> Task prompt
Every entry must come back exactly as it was given.

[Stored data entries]
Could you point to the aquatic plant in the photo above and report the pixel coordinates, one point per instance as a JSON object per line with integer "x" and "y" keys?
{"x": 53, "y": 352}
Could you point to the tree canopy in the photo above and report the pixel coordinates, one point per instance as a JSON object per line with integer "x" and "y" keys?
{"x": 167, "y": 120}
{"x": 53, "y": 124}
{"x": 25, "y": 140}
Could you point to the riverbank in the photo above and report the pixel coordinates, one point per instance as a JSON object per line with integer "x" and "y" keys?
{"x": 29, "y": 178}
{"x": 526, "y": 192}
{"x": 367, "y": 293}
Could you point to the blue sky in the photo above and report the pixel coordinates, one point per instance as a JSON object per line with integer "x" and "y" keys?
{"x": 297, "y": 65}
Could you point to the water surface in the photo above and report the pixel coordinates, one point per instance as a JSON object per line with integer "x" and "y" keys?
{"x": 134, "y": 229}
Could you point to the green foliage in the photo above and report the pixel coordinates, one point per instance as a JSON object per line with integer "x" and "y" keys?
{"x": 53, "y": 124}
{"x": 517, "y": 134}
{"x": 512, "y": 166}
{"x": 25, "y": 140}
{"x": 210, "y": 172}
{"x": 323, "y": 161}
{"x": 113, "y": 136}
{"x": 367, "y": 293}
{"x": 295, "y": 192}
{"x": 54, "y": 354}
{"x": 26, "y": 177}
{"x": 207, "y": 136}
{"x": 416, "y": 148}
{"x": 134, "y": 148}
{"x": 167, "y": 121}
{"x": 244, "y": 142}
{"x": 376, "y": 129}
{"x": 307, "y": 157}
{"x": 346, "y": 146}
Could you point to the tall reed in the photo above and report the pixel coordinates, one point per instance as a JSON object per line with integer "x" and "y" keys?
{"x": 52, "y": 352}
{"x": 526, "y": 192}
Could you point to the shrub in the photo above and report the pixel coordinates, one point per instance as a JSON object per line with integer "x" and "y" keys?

> Result
Could you point to the aquatic plant in the photo above and report the pixel coordinates, one point per instance as a JSON object per line with integer "x" and "y" keys?
{"x": 53, "y": 352}
Could you point to the tree canopy in the photo above and report the pixel coordinates, one point per instance as a JSON object per line with integer "x" and "y" keys?
{"x": 167, "y": 120}
{"x": 53, "y": 124}
{"x": 25, "y": 140}
Could you point to the riverbank in the photo above and report the pixel coordinates, one point per instance as a JSON object per line with integer "x" and "y" keys?
{"x": 29, "y": 178}
{"x": 526, "y": 192}
{"x": 367, "y": 293}
Could you point to the blue sky in the photo above and report the pixel coordinates, one point per instance as a JSON object per line with integer "x" and "y" keys?
{"x": 297, "y": 65}
Could you point to the water surface in the photo above and report the pixel coordinates, one point per instance as a JSON object per line with integer "x" and "y" keys?
{"x": 134, "y": 229}
Could you point to the green foliage in the photo above and report the pixel coordinates, one point per instance as a JSON object per line with integer "x" and "y" keys?
{"x": 53, "y": 124}
{"x": 517, "y": 134}
{"x": 512, "y": 166}
{"x": 25, "y": 140}
{"x": 210, "y": 172}
{"x": 323, "y": 161}
{"x": 113, "y": 136}
{"x": 367, "y": 293}
{"x": 295, "y": 192}
{"x": 54, "y": 354}
{"x": 26, "y": 177}
{"x": 207, "y": 136}
{"x": 416, "y": 148}
{"x": 134, "y": 148}
{"x": 167, "y": 121}
{"x": 244, "y": 142}
{"x": 376, "y": 129}
{"x": 307, "y": 157}
{"x": 346, "y": 146}
Could you point to the tall reed in the photo above and report the pixel coordinates, one point per instance as a JSON object per line with integer "x" and "y" keys?
{"x": 52, "y": 352}
{"x": 526, "y": 192}
Could you point to the shrub in the photo above and report the pixel coordinates, one point per instance as a JSON object per line with integer "x" and "y" keys?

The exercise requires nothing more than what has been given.